- _PROMPT_
Nothing in the records may be left out or altered; reproduce them all exactly.

- _MATERIAL FOR THIS TASK_
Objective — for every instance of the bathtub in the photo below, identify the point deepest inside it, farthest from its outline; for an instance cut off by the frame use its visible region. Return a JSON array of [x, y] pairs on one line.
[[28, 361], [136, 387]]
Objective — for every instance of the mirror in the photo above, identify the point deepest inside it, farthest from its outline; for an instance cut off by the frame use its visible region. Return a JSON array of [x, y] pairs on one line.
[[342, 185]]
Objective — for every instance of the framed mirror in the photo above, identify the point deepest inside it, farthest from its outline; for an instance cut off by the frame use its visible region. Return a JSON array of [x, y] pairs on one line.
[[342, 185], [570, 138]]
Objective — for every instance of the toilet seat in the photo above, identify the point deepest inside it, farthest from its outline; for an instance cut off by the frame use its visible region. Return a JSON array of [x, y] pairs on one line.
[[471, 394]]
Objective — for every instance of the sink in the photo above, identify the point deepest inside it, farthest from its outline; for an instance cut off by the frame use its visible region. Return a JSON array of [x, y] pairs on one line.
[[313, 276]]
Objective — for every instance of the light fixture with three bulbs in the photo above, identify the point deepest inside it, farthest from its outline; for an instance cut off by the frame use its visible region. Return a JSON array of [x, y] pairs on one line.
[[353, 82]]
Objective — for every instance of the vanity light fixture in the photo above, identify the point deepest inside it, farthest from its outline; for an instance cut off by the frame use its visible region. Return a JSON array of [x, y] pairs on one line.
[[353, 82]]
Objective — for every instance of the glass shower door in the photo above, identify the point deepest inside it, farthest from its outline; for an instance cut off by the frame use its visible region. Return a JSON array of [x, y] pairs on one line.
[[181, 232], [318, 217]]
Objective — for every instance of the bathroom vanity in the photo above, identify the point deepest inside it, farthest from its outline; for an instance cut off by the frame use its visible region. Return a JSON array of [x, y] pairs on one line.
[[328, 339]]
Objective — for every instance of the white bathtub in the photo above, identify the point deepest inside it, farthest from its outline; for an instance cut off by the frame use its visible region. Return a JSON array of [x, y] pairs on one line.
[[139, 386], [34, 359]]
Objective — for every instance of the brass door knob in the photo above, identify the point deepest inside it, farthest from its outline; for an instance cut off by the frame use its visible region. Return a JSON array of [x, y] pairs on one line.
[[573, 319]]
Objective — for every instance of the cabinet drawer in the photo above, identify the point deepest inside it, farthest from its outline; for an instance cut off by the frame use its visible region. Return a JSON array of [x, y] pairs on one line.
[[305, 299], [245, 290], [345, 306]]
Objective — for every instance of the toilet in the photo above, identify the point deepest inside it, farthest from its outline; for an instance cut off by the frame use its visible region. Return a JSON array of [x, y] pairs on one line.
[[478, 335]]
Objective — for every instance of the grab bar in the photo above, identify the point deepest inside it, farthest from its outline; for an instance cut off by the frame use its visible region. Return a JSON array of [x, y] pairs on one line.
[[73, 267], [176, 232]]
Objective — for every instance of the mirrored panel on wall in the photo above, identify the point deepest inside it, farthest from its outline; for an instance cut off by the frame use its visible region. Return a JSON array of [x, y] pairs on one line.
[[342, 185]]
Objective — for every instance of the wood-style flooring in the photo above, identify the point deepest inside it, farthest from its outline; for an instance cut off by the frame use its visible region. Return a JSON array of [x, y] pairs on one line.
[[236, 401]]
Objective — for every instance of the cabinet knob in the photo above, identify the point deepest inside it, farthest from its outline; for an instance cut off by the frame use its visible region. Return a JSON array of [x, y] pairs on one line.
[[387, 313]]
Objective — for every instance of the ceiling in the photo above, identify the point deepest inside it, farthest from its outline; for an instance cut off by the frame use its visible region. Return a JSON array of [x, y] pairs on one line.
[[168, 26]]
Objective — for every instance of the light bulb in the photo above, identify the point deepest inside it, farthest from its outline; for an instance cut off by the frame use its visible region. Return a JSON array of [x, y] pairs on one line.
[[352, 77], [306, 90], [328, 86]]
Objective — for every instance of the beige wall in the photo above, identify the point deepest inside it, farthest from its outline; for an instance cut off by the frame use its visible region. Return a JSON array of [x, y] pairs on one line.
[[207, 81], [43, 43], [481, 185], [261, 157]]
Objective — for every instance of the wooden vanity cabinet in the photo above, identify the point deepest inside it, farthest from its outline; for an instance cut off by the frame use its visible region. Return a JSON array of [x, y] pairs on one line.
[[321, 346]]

- _EXERCISE ANSWER_
Objective — for every instance of the bathtub in the photo below, identify the point deepest inside it, farthest from its outline; for an instance cut off by the frame use its visible region. Return a JSON array of [x, y] pairs on one line.
[[28, 361], [136, 387]]
Objective — for every instance of the mirror in the photo above, identify the point deepest inside it, farthest from its outline; for an instance cut off by the frame use its visible region. Return a JSON array of [x, y] pairs on one line.
[[342, 185]]
Objective — for every instance of the framed mirror in the photo above, identify the point deepest inside it, farthest from its outline; for an instance cut off by the frame use its visible region. Return a JSON array of [x, y] pairs on one line.
[[342, 185], [570, 138]]
Objective — for every instance of the toilet seat in the photo above, identify the point deepest inside it, farthest from its outline; for an instance cut off by the frame use its visible region. Return a JSON array of [x, y] pairs on one line.
[[471, 394]]
Objective — for every instance of the sink in the photo above, identify the point deepest inside it, farthest from its outline; for an instance cut off by the frame use its visible region. Return a JSON array of [x, y] pairs on one line.
[[313, 276]]
Objective — for every instance of the light fixture with three bulbs in the photo above, identify the point deepest inside it, farthest from its outline; for an instance cut off by the frame use its visible region. Return a JSON array of [x, y] pairs on one line.
[[353, 82]]
Objective — for every instance of the vanity light fixture in the photo above, identify the point deepest inside it, farthest from its outline; for an instance cut off by the frame use its visible region. Return a JSON array of [x, y] pairs on one line.
[[353, 82]]
Objective — for every instance of the glass shower door in the photo above, identify the point deepest inside it, farthest from its outline; for an instance cut off by the frame use its visible region. Return a JSON array of [x, y] pairs on one line.
[[181, 232], [318, 217]]
Objective — for every instance of the bathroom vanity in the photo above, identify the point deepest inside it, farthest from its outline; for an instance cut off by the frame use its visible region. Return a JSON array of [x, y] pairs on one line.
[[328, 339]]
Objective — for every instance of the white bathtub in the photo above, identify the point deepest inside it, farthest from its outline; for an instance cut off by the frame use its visible region. Return a JSON array of [x, y] pairs on one line.
[[139, 386], [34, 359]]
Objective — for every instance of the brass door knob in the photo above, identify the point deepest inside it, farthest from its outline; for an instance cut off by the frame use its visible region. Return a JSON array of [x, y] pairs on one line.
[[573, 319]]
Objective — for every instance of the cabinet drawer in the photo above, identify the point deepest inside it, farthest from its outline; for an instance cut off by the frame use its visible region. Return a JSON array of [x, y] pairs on one line.
[[305, 299], [245, 290], [345, 306]]
Objective — for every instance of the toilet in the photo above, identify the point deepest inside it, farthest from its outline; for an instance cut off by the frame use its visible region. Return a JSON array of [x, y] pairs on one line.
[[478, 335]]
Objective — for every instance of the grab bar in the photo above, identify the point deepest inside it, farthest from its outline; for an instance cut off by the frame use its visible region. Return a JSON array of [x, y] pairs on one line.
[[73, 267], [176, 232]]
Objective — for every instance of the mirrored panel on wall in the photo above, identify the point deepest inside it, farthest from its outline; for an instance cut off by the frame use its visible region. Return a JSON array of [x, y] pairs on one line.
[[342, 185]]
Objective — for every instance of the wood-style flooring in the photo above, identify the point deepest inside it, farthest from its outline; for an instance cut off by the frame use its visible region. Return a JSON array of [x, y] pairs on one line.
[[236, 401]]
Objective — for every instance of the cabinet knob in the photo above, identify the point deepest inside it, farthest from its outline; for an instance cut off by the frame use its visible region. Return a JSON array of [x, y] pairs on one line.
[[387, 313]]
Objective — for every instance of the ceiling in the photo above, identify the point deepest inside it, farthest from its outline; for an instance cut off by the frame use its visible region. Return a JSON array of [x, y] pairs on one line.
[[168, 26]]
Objective — for every instance of the light bulb in the photo above, identify the point deepest inside it, farthest from its outline; for an instance cut off by the frame use its visible region. Return a JSON array of [x, y] pairs on one line.
[[352, 77], [306, 90], [328, 86]]
Objective — for every instance of the beige wall in the photo above, identify the point deepest inside it, farthest from its outline; for an instance cut off by the frame use its visible region. Return a JSON array of [x, y] pairs on one line.
[[207, 81], [43, 43], [481, 185], [261, 157]]
Objective — for every instance of the wooden vanity cabinet in the photo above, identify the point deepest inside it, farthest from its outline; for an instance cut off by the frame use its visible region. Return a JSON array of [x, y] pairs on one line.
[[321, 346]]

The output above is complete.